Format the material, starting at the line containing "[segment] clear blue sky" and ending at the line containing "Provide the mask of every instance of the clear", as a Markdown table with the columns Row and Line. Number each row and leave out any blank lines.
--- begin Exercise inputs ---
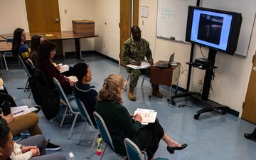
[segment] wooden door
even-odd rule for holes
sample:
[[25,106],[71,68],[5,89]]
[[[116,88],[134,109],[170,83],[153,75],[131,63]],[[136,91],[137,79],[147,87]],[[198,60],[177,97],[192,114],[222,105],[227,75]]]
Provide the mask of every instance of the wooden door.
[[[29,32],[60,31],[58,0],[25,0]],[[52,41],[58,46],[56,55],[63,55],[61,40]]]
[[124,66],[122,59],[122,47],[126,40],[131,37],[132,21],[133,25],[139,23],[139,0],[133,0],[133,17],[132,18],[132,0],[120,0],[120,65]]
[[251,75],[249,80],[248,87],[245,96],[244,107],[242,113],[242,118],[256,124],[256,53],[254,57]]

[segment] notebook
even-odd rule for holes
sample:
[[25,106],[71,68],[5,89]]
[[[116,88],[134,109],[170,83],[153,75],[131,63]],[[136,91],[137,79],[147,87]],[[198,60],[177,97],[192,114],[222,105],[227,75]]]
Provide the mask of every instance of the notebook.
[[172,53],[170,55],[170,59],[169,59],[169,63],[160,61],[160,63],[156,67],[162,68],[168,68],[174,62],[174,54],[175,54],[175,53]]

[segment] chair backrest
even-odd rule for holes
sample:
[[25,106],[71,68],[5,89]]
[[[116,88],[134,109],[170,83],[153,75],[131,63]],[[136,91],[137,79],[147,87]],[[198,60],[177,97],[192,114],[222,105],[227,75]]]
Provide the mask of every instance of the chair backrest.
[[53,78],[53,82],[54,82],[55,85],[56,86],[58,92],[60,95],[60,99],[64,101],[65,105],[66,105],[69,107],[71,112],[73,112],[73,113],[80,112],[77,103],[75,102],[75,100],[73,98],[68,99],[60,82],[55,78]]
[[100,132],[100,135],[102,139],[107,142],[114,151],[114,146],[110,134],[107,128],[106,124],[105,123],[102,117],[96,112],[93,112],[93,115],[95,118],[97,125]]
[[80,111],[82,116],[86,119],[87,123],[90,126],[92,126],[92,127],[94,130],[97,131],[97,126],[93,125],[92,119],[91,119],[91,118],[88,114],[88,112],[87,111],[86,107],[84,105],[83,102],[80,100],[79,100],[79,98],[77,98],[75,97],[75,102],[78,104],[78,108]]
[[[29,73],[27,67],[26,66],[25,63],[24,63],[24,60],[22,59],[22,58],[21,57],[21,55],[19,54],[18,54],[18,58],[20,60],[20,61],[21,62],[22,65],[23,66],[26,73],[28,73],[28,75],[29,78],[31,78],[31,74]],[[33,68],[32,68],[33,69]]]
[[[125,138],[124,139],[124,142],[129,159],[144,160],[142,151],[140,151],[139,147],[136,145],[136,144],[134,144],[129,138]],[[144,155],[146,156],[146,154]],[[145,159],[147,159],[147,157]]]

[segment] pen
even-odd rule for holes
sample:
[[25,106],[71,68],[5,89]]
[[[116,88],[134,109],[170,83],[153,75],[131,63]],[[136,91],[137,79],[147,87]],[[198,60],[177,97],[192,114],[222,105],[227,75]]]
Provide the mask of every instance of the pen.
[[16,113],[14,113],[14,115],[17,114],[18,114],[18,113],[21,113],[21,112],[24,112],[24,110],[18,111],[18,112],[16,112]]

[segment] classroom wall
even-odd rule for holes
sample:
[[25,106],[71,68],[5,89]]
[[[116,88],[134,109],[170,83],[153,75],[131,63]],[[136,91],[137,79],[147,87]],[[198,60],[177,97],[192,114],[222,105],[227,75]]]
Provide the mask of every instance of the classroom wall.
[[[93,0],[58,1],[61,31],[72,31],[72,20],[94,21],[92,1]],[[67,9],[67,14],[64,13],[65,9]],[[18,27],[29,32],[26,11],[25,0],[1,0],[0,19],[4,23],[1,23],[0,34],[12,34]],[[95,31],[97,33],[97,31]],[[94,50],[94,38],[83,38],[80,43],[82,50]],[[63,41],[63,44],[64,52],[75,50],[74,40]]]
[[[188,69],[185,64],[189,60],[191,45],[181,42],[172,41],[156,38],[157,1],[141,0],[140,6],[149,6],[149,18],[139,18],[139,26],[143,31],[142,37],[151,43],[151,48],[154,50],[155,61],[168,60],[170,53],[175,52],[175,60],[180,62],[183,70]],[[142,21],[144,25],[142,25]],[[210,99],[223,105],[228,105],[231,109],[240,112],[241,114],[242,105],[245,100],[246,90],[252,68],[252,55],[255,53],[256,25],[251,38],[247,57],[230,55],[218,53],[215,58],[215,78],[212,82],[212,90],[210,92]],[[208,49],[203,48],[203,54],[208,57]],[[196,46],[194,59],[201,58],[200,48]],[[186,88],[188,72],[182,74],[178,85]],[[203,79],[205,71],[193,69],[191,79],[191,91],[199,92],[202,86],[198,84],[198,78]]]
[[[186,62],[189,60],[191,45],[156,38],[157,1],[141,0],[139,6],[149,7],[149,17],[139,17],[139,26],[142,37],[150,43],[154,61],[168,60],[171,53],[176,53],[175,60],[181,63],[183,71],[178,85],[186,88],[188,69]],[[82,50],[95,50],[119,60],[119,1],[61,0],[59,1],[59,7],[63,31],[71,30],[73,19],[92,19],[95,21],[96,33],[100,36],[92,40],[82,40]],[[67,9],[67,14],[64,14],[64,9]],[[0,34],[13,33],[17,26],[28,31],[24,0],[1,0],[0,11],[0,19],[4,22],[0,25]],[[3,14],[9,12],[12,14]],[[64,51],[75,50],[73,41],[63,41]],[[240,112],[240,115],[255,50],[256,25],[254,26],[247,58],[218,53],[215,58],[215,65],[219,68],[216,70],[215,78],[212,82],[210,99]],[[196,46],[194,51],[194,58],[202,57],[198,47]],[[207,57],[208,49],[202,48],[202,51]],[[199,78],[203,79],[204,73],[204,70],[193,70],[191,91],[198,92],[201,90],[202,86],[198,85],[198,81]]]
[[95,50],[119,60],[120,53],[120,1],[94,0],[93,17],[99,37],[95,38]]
--- end Exercise inputs ---
--- begin Exercise inputs ---
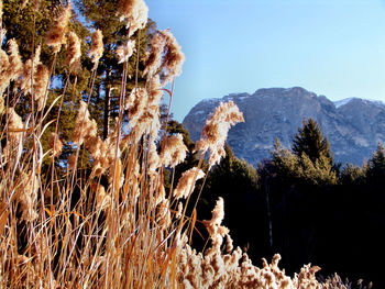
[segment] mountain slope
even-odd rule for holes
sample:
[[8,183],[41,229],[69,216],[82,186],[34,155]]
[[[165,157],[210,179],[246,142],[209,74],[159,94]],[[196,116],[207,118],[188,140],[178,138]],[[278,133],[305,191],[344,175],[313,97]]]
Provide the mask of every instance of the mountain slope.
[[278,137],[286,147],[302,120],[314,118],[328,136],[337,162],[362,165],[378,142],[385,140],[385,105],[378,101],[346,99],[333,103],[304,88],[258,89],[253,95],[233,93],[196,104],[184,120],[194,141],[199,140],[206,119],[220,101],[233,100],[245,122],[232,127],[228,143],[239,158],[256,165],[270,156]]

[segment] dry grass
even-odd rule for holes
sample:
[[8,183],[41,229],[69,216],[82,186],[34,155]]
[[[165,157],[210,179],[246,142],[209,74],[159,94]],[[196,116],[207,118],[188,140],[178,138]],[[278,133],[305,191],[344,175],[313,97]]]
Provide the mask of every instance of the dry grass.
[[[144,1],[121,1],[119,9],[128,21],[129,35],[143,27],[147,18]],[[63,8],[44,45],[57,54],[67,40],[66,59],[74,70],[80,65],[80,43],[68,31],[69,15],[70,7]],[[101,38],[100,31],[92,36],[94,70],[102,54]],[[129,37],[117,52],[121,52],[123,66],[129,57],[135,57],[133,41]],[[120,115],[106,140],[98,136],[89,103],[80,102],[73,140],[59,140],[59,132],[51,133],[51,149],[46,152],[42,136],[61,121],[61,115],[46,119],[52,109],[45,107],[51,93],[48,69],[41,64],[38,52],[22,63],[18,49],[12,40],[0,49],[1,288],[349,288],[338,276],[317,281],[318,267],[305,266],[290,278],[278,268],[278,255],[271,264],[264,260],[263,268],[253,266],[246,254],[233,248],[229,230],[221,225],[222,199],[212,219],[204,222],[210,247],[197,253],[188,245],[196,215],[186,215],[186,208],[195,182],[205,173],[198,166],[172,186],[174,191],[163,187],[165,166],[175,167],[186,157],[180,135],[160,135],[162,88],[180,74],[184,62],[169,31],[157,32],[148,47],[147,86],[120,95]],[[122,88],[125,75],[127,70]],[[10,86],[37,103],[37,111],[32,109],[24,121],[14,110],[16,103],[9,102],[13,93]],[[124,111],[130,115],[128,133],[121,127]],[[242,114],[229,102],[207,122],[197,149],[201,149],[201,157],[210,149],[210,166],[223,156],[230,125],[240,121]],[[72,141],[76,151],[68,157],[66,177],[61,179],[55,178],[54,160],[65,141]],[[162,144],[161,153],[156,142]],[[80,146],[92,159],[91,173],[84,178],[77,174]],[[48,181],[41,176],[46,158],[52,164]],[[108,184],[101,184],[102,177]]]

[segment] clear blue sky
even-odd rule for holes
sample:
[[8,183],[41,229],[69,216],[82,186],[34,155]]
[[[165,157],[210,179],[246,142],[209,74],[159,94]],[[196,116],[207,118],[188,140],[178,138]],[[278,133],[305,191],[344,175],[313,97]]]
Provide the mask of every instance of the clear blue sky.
--- end Exercise inputs ---
# Completed exercise
| Row | Line |
|---|---|
| 1 | [segment] clear blue sky |
| 2 | even-odd rule for holes |
| 3 | sample: |
| 4 | [[8,183],[41,229],[69,216],[82,186],[34,155]] |
| 5 | [[[165,157],[210,179],[246,142],[209,74],[159,94]],[[196,116],[207,118],[188,140],[178,138]],[[278,133],[305,191],[344,175],[313,97]]] |
| 6 | Provide the mask of every instance of the clear blue sky. |